PASSAGE FOR REVIEW =>
MANAGED HEALTH CARE: Introduction 2


Researchers on the economics of payment and managed care are well aware of the issue. Ellis (1998) labels underprovision of care to avoid bad risks as “skimping.” Newhouse et al. (1997) call it “stinting.” Cutler and Zeckhauser (1997) call it “plan manipulation.” As Miller and Luft (1997:20) put it:

“Under the simple capitation payments that now exist, providers and plans face strong disincentives to excel in care for the sickest and most expensive patients. Plans that develop a strong reputation for excellence in quality of care for the sickest will attract new high-cost enrollees….” The flip side, of course, is that in response to selection incentives the plan might provide too much of the services used to treat the less seriously ill, in order to attract good risks.

“Too much” is meant in an economic sense. A plan, motivated by selection, might provide so much of certain services that the enrollees may not benefit in accord with what it costs the plan to provide them (Newhouse et al., 1997:28). An important implication of this observation is capitation and managed care can be expected to generate too little care in some areas and too much care in others.2 This leads, then, to the questions: How does a regulator know which services a managed care plan is skimping on/over-providing to affect risk selection? Even if the regulator did know, what could it do about it?

Motivated by these questions, public regulatory bodies and private payers have recently become very interested in monitoring the quality of care in managed care plans. Monitoring health care quality has become an industry, virtually overnight, though no single approach has gained wide acceptance. Monitoring consists of identification of measureable standards (consumer satisfaction, health outcomes, quality of inputs) against which a plan’s performance is compared. There are many drawbacks to this approach, from a policy and an economic standpoint. At a recent conference, observers noted that standards have proliferated, and it is difficult to find standards that are sensitive to system characteristics (Mitchell et al., 1997).

The standards are at best imperfect indicators of value to enrollees. Ranking the importance of different standards is largely arbitrary. Quality can be too high as well as too low, and existing approaches are all oriented to a minimum not a maximum standard. Gathering information on many standards for many plans in a timely fashion is very expensive. Plans do not all have adequate administrative capability (Gold, 1995). Enrollees move in and out of plans, making measures based on performance at the person level difficult to implement. Rewarding a subset of quality indicators may distort performance by health plans.

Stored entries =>

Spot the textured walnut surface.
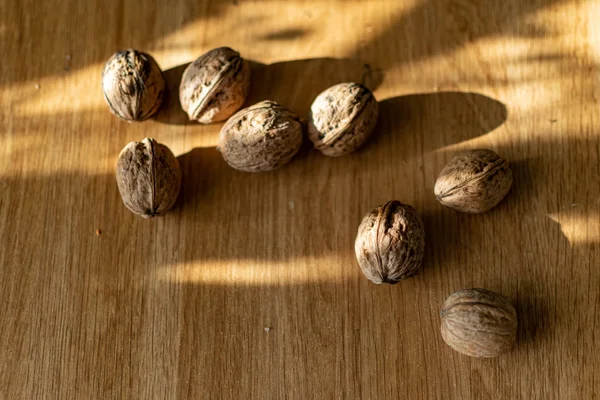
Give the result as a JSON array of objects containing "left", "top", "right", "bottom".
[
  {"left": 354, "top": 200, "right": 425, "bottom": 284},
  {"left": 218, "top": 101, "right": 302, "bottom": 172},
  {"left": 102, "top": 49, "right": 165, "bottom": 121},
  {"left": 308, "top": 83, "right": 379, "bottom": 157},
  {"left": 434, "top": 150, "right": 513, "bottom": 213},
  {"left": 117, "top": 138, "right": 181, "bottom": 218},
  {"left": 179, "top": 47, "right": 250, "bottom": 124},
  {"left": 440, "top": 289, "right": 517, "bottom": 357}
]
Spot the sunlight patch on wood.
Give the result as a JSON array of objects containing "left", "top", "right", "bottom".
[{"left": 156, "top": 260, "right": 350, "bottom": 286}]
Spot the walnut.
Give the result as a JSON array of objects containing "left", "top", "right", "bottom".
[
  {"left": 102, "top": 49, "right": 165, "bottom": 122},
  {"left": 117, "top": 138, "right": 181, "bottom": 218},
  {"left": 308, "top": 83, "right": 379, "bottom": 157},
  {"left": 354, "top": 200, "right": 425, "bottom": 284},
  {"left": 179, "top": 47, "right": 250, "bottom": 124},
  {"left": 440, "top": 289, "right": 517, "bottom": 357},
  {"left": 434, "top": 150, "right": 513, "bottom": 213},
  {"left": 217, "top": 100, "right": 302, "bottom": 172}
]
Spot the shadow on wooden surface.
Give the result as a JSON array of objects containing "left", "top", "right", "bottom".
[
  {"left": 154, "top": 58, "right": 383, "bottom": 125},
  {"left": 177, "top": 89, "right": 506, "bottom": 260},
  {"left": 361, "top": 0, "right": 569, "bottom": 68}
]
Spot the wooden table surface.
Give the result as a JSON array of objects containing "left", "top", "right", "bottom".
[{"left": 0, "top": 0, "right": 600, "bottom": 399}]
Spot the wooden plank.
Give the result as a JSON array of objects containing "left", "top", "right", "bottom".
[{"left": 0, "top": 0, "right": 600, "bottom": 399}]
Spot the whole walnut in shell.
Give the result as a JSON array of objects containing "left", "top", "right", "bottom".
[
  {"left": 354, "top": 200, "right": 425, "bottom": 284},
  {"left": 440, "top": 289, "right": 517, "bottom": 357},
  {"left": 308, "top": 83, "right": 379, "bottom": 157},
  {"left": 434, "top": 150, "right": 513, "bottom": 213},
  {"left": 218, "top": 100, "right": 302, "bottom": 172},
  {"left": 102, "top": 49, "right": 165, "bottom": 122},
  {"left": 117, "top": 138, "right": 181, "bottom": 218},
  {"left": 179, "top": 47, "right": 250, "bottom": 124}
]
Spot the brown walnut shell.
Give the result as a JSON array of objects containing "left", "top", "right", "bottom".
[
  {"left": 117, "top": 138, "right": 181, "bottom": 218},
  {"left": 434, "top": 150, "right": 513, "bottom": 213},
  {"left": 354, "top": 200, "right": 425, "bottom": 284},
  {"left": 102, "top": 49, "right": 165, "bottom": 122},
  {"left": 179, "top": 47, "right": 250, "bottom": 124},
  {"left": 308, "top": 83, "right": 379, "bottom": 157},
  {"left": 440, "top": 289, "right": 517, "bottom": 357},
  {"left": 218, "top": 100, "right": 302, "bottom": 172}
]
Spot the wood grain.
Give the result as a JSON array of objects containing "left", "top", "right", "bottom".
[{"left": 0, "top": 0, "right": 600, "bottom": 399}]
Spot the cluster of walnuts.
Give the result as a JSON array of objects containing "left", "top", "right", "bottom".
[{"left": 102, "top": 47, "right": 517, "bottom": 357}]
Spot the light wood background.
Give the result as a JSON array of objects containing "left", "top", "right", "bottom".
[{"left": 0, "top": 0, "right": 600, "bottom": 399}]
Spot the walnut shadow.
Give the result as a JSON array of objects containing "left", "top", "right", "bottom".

WHAT IS REQUIRED => Reproduce the managed health care passage from "MANAGED HEALTH CARE: Introduction" to "attract good risks.", substituting "shirking" for every occurrence of "stinting".

ANSWER TO THIS TASK =>
MANAGED HEALTH CARE: Introduction 2


Researchers on the economics of payment and managed care are well aware of the issue. Ellis (1998) labels underprovision of care to avoid bad risks as “skimping.” Newhouse et al. (1997) call it “shirking.” Cutler and Zeckhauser (1997) call it “plan manipulation.” As Miller and Luft (1997:20) put it:

“Under the simple capitation payments that now exist, providers and plans face strong disincentives to excel in care for the sickest and most expensive patients. Plans that develop a strong reputation for excellence in quality of care for the sickest will attract new high-cost enrollees….” The flip side, of course, is that in response to selection incentives the plan might provide too much of the services used to treat the less seriously ill, in order to attract good risks.